_INSTRUCTIONS TO FOLLOW_. Please repeat the entries exactly as they appear and omit any images.

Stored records
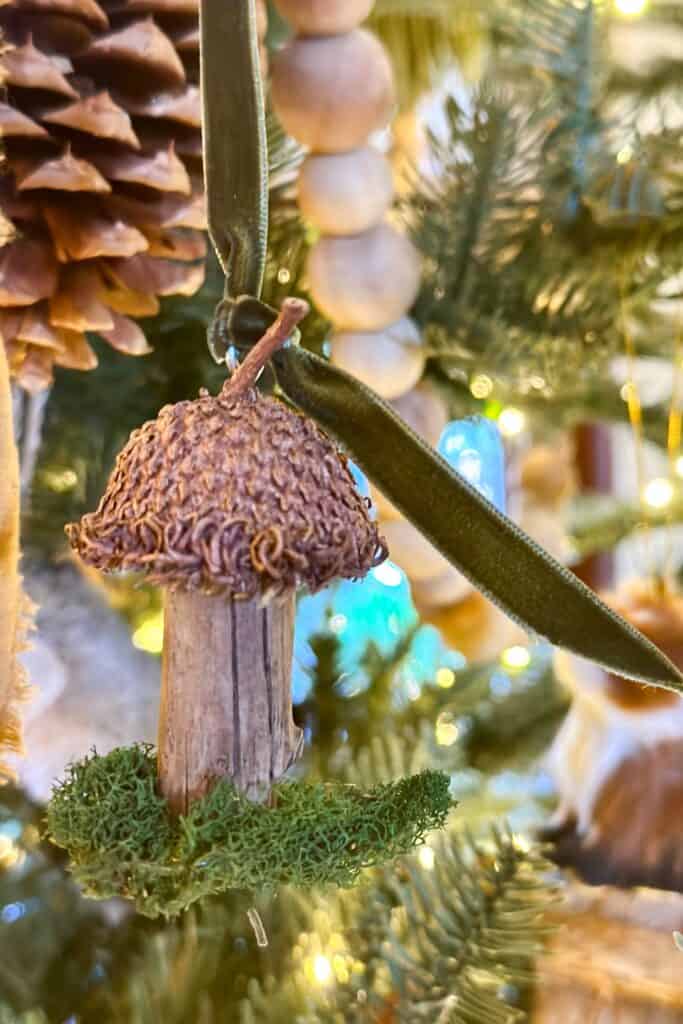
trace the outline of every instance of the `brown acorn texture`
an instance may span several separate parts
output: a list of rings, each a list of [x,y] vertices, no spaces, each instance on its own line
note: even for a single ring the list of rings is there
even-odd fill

_EXPECTED OUTPUT_.
trace the outline of every instance of the `brown acorn texture`
an instance may span several separate parts
output: a list of rings, each a list of [x,y] vertices, no spaces, each instance on its own line
note: even for a single ring the list of rings is there
even-odd fill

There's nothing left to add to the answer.